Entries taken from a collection
==============================
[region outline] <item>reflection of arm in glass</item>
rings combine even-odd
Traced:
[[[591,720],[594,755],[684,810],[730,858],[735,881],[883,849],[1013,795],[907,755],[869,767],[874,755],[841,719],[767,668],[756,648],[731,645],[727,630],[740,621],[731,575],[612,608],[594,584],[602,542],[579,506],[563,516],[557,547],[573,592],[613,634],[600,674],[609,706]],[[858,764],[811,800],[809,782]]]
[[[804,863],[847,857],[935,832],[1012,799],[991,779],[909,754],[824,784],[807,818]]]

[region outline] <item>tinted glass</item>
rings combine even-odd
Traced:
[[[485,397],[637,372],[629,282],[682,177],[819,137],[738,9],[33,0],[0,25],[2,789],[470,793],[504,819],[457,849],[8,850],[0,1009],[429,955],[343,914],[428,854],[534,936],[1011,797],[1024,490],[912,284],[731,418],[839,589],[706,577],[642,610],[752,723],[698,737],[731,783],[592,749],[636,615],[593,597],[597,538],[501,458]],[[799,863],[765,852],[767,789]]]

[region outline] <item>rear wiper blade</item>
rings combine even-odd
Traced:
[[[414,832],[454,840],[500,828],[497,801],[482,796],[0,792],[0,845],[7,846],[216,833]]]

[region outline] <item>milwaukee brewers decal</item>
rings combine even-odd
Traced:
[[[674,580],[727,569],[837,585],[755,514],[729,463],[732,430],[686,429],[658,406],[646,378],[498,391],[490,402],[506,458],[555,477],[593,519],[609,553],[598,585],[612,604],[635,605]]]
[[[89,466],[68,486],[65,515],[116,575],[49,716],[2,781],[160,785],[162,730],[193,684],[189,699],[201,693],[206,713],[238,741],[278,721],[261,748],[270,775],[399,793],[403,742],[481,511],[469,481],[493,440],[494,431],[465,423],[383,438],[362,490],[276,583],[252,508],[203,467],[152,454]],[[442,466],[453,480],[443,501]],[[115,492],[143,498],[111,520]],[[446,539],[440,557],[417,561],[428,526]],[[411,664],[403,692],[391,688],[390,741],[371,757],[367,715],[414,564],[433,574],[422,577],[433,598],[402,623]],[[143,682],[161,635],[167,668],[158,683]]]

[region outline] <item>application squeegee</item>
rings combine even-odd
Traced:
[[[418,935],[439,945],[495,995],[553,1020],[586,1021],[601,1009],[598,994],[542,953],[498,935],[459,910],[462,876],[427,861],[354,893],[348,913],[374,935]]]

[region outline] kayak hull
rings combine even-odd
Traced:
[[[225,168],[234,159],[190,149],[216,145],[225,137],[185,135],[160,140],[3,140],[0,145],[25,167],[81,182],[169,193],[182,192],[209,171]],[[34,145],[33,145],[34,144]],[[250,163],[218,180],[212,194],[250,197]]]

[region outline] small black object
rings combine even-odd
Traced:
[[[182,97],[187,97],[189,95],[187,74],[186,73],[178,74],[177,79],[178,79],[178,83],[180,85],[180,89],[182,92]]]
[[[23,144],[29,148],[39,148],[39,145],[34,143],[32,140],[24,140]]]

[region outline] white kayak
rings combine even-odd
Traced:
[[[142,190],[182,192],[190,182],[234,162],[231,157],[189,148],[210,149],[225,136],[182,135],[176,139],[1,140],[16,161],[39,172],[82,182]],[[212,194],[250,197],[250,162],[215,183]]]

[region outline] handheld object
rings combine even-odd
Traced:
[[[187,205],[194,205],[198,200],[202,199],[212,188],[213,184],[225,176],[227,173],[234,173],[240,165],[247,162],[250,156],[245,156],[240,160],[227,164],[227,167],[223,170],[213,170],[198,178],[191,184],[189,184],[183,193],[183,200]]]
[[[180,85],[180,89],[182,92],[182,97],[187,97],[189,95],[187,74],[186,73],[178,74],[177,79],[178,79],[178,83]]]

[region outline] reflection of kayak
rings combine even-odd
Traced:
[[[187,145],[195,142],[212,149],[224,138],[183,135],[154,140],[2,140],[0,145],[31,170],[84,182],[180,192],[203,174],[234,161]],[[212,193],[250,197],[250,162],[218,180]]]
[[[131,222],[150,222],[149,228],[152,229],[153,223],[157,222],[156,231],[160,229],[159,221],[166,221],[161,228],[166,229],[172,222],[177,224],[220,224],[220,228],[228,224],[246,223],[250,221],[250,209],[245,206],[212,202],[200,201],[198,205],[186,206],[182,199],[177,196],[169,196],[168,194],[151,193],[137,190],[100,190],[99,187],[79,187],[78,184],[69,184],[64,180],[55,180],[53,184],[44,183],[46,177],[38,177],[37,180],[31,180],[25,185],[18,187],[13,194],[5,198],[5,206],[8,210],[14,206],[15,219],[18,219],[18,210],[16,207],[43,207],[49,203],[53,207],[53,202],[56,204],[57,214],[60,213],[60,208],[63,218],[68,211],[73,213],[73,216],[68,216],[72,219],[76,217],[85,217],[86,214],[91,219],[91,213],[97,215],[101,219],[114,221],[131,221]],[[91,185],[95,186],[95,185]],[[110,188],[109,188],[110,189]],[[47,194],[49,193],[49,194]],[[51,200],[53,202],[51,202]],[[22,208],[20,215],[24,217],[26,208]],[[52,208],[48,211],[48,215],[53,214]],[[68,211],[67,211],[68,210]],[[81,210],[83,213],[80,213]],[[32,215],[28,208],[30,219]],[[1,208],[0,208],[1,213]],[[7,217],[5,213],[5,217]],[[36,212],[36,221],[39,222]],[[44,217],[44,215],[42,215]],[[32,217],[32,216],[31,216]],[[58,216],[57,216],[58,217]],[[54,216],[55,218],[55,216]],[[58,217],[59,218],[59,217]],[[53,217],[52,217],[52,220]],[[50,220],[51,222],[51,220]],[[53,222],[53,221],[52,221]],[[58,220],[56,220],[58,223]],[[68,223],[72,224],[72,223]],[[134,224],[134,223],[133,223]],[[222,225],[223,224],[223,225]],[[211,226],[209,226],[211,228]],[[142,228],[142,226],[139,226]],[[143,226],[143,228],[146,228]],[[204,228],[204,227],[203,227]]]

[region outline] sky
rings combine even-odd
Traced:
==============================
What is needed:
Would you set down every record again, exactly as it appears above?

Task answer:
[region outline] <item>reflection of arm in glass</item>
rings combine even-odd
Traced:
[[[591,720],[594,755],[684,810],[730,858],[735,881],[883,849],[1013,795],[907,755],[869,767],[874,755],[841,719],[767,668],[756,648],[731,645],[727,630],[740,621],[731,575],[612,608],[594,584],[602,542],[579,506],[563,516],[557,547],[573,592],[613,634],[600,674],[609,706]],[[858,764],[811,800],[809,782]]]
[[[804,863],[847,857],[935,832],[1012,799],[991,779],[909,754],[824,784],[807,818]]]

[region outline] <item>tinted glass</item>
rings combine even-odd
Traced:
[[[485,397],[637,372],[629,282],[682,177],[819,137],[738,9],[33,0],[0,25],[2,789],[470,793],[504,819],[457,849],[8,850],[0,1009],[429,955],[343,914],[428,854],[534,936],[1011,797],[1024,490],[912,284],[731,418],[839,589],[706,577],[642,610],[752,723],[698,737],[731,783],[592,749],[636,615],[593,597],[597,538],[501,458]],[[799,863],[765,852],[767,789]]]

[region outline] <item>rear wiper blade</item>
rings combine even-odd
Traced:
[[[414,832],[454,840],[500,828],[497,801],[482,796],[0,792],[0,845],[7,846],[216,833]]]

[region outline] <item>milwaukee brewers decal</item>
rings combine even-odd
Traced:
[[[674,580],[727,569],[837,585],[755,514],[729,463],[732,430],[686,429],[658,406],[646,378],[498,391],[490,402],[506,458],[555,477],[593,519],[609,553],[598,585],[612,604],[635,605]]]
[[[89,466],[68,486],[65,515],[116,575],[49,716],[2,781],[160,785],[162,730],[193,684],[189,699],[201,693],[206,713],[238,741],[278,721],[261,748],[270,775],[399,793],[403,742],[481,511],[469,481],[493,440],[494,431],[465,423],[383,438],[362,490],[276,583],[252,508],[203,467],[152,454]],[[442,466],[453,480],[443,501]],[[115,492],[143,498],[111,520]],[[446,539],[440,557],[417,561],[428,526]],[[411,664],[403,692],[391,688],[390,741],[371,757],[367,715],[414,564],[433,574],[422,577],[433,598],[402,623]],[[143,682],[161,635],[167,668],[158,683]]]

[region outline] <item>application squeegee</item>
rings combine even-odd
Traced:
[[[418,935],[439,945],[495,995],[553,1020],[586,1021],[601,1009],[598,994],[542,953],[498,935],[459,910],[462,876],[427,861],[354,893],[348,913],[374,935]]]

[region outline] kayak hull
rings combine even-odd
Traced:
[[[225,168],[234,159],[190,149],[216,145],[225,137],[185,135],[160,140],[3,140],[0,145],[25,167],[81,182],[169,193],[182,192],[209,171]],[[34,145],[33,145],[34,144]],[[250,163],[218,180],[212,194],[250,197]]]

[region outline] small black object
rings combine even-odd
Traced:
[[[182,97],[187,97],[189,95],[187,74],[186,73],[178,74],[177,79],[178,79],[178,83],[180,85],[180,89],[182,92]]]
[[[23,144],[29,148],[39,148],[39,145],[34,143],[32,140],[24,140]]]

[region outline] white kayak
rings combine even-odd
Traced:
[[[142,190],[182,192],[190,182],[234,162],[231,157],[189,148],[210,149],[225,136],[182,135],[176,139],[1,140],[16,161],[39,172],[82,182]],[[212,194],[250,197],[250,162],[215,183]]]

[region outline] handheld object
rings combine even-odd
Traced:
[[[187,205],[194,205],[198,200],[202,199],[212,188],[213,184],[225,176],[227,173],[234,173],[240,165],[247,162],[250,156],[245,156],[240,160],[227,164],[227,167],[223,170],[213,170],[198,178],[191,184],[189,184],[183,193],[183,200]]]
[[[180,85],[180,89],[182,92],[182,97],[187,97],[189,95],[187,74],[186,73],[178,74],[177,79],[178,79],[178,83]]]

[region outline] reflection of kayak
rings combine even-odd
Traced:
[[[187,145],[195,142],[212,149],[224,138],[183,135],[154,140],[2,140],[0,145],[31,170],[84,182],[180,192],[203,174],[234,161]],[[212,193],[250,197],[250,162],[218,180]]]
[[[131,222],[150,222],[149,228],[152,229],[153,223],[157,222],[156,231],[160,229],[159,221],[166,221],[161,228],[166,229],[172,222],[177,224],[220,224],[220,228],[228,224],[246,223],[250,221],[250,209],[245,206],[212,202],[200,201],[198,205],[186,206],[182,199],[177,196],[169,196],[168,194],[151,193],[137,190],[100,190],[99,187],[79,187],[78,184],[69,184],[64,180],[55,180],[53,184],[44,183],[46,177],[38,177],[37,180],[31,180],[25,185],[18,187],[13,194],[5,198],[5,206],[8,210],[14,206],[15,219],[18,219],[18,210],[16,207],[43,207],[49,203],[53,207],[53,202],[56,204],[57,214],[60,213],[60,208],[63,218],[68,211],[73,213],[73,216],[68,216],[72,219],[76,217],[85,217],[86,214],[91,219],[91,213],[97,215],[101,219],[114,221],[131,221]],[[91,185],[95,186],[95,185]],[[110,188],[109,188],[110,189]],[[47,194],[49,193],[49,194]],[[51,200],[53,202],[51,202]],[[22,208],[20,215],[24,217],[26,208]],[[52,208],[48,211],[48,215],[53,214]],[[68,211],[67,211],[68,210]],[[81,210],[83,213],[80,213]],[[32,215],[28,208],[30,219]],[[1,208],[0,208],[1,213]],[[7,217],[5,213],[5,217]],[[36,212],[36,221],[39,222]],[[44,217],[44,215],[42,215]],[[32,217],[32,216],[31,216]],[[58,216],[57,216],[58,217]],[[54,216],[55,218],[55,216]],[[58,217],[59,218],[59,217]],[[53,217],[52,217],[52,220]],[[50,220],[51,222],[51,220]],[[53,222],[53,221],[52,221]],[[58,220],[56,220],[58,223]],[[68,223],[72,224],[72,223]],[[134,224],[134,223],[133,223]],[[222,225],[223,224],[223,225]],[[211,226],[209,226],[211,228]],[[142,228],[142,226],[139,226]],[[143,226],[143,228],[146,228]],[[204,228],[204,227],[203,227]]]

[region outline] sky
rings combine even-odd
Traced:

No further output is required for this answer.